将下面全部材料逐行转成一个JSON字符串列表，每行对应一个字符串，空行略去。结果中不要包含图片。

* * * * *

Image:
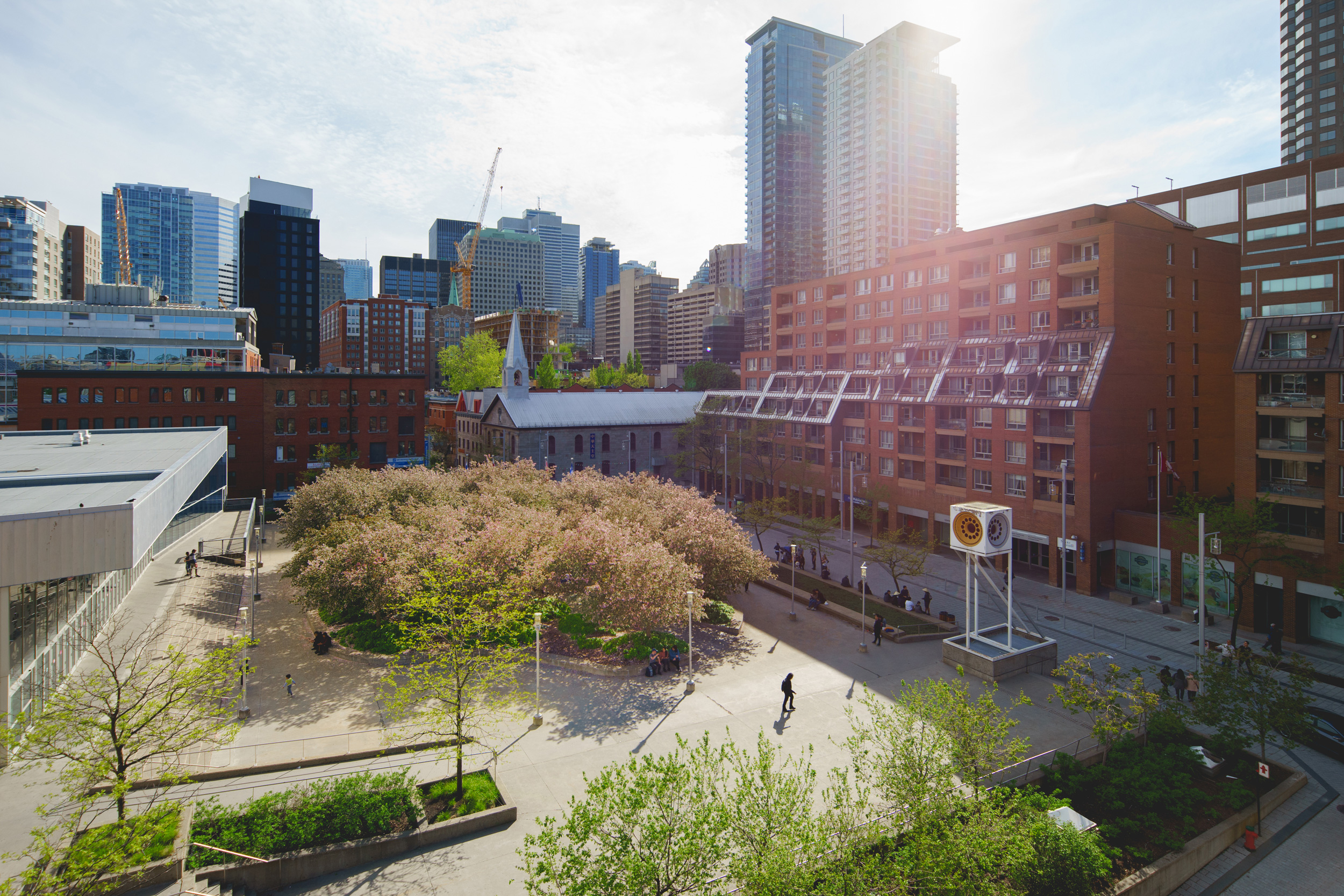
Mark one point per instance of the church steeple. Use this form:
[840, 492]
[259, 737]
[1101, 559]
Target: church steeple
[515, 363]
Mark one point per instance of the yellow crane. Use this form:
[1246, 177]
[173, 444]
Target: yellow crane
[467, 248]
[123, 241]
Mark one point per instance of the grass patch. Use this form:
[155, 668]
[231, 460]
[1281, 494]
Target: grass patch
[149, 836]
[479, 794]
[850, 601]
[370, 636]
[321, 812]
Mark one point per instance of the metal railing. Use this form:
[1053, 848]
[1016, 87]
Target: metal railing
[1289, 399]
[1292, 489]
[1311, 447]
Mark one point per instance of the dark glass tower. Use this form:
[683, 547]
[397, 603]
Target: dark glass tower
[785, 136]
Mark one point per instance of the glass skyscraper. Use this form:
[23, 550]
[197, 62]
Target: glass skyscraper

* * * * *

- [正确答案]
[
  "Image:",
  "Mark one point per instance of the church steeple. Use this form:",
  "[840, 492]",
  "[259, 737]",
  "[1101, 559]",
  "Target: church steeple",
  "[515, 363]",
  "Mark one point per instance of the yellow crane. Use this form:",
  "[1246, 177]",
  "[173, 444]",
  "Target: yellow crane",
  "[467, 248]",
  "[123, 241]",
  "Mark one point per instance of the grass patch. Use this form:",
  "[155, 668]",
  "[231, 460]",
  "[1281, 494]",
  "Target: grass patch",
  "[149, 836]",
  "[479, 794]",
  "[850, 601]",
  "[370, 636]",
  "[321, 812]",
  "Mark one point per instance of the metal railing. Use this form:",
  "[1053, 848]",
  "[1016, 87]",
  "Target: metal railing",
  "[1289, 399]",
  "[1292, 489]",
  "[1311, 447]",
  "Mark one point per instance of the dark glass tower. Use this form:",
  "[683, 547]",
  "[397, 603]",
  "Target: dark glass tower",
  "[785, 136]",
  "Mark one point per instance of the glass skyscraper. Use this form:",
  "[23, 550]",
  "[197, 62]",
  "Target: glass skyscraper"
]